- [Extrait]:
À l’origine, un blocage
À l’origine de cette chronique, il y a ce constat :
- Les photos publiées sur les réseaux sociaux — par exemple, Instagram ou flickr — qui portent le hashtag #abstrait ou #abstract sont sans équivoque abstraites. (Il y a forcément des exceptions mais je n’en ai pas trouvé jusqu’à maintenant.)
- Quand on demande, à des fins de formations, à des photographes de réaliser des photographies abstraites, en général elles ne le sont pas. Je qualifierai ces images comme semi-abstraites tout au plus.
Il semblerait donc qu’il existe une sorte de plafond de verre empêchant les photographes amateurs de passer à l’abstraction, un blocage si vous préférez.
« Qu’est-ce que c’est ? »
Souvent formulée après la publication d’images abstraites, cette question est particulièrement révélatrice. Révélatrice d’un échec — je sais, c’est dur à entendre —, d’un échec pour l’auteur d’une photo abstraite. Pourquoi ? Parce que l’intention du photographe n’est pas de jouer aux devinettes. Chercher à savoir « ce que c’est » équivaut à quitter le monde de l’abstraction pour revenir au monde réel. Cela constitue pour moi un rejet de la proposition faite par l’auteur au spectateur. Ce n’est pas inintéressant, dans un second temps, si l’on est curieux, de connaître l’objet photographié. Mais c’est secondaire. Une œuvre abstraite n’est pas différente des autres œuvres. Elle est a priori conçue pour provoquer une émotion, qui peut être d’ordre esthétique ou du domaine des sentiments, ou des deux à la fois. Si cette émotion n’est pas ce que vous ressentez en premier face à l’œuvre, quelque part c’est raté. Pour une photo abstraite, j’insiste sur ce point. Pour une image semi-abstraite, on peut admettre une lecture à plusieurs niveaux où abstraction et monde réel dialoguent.

- [Données fournies]:
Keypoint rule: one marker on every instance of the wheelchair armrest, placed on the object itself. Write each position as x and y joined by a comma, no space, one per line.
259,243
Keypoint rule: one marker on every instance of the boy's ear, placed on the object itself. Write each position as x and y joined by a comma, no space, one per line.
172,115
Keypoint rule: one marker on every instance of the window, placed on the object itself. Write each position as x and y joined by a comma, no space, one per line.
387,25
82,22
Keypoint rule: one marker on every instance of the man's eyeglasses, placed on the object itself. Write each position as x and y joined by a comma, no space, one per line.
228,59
...
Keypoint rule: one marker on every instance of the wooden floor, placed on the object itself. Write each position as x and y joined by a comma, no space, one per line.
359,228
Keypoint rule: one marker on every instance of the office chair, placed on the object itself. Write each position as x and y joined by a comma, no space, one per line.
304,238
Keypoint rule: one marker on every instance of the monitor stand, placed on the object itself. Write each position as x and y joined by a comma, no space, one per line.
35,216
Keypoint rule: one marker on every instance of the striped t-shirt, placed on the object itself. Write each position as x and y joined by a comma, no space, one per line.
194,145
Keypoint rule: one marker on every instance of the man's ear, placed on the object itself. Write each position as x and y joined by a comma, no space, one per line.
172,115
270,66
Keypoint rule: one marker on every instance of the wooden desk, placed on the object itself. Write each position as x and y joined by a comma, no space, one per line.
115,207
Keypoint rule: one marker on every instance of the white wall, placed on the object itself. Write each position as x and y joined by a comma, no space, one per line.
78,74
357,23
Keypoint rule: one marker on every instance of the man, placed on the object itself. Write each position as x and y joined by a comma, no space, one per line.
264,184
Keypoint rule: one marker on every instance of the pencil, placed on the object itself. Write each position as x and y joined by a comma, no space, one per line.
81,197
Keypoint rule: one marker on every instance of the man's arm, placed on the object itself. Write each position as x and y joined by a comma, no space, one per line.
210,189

- [Consigne]:
Résumez en deux phrases l'extrait sur la photographie abstraite. Les enregistrements ne sont pas nécessaires pour ce travail.

- [Réponse rédigée]:
Les photos publiées sur les réseaux sociaux avec le hashtag #abstrait ou #abstract sont clairement abstraites, alors que celles demandées à des photographes à des fins de formation restent au mieux semi-abstraites, ce qui suggère un blocage qui empêche les amateurs de passer à l'abstraction. La question « Qu'est-ce que c'est ? », posée devant une image abstraite, révèle un échec de son auteur, car elle ramène au monde réel alors qu'une œuvre abstraite vise d'abord à provoquer une émotion esthétique, sentimentale ou les deux.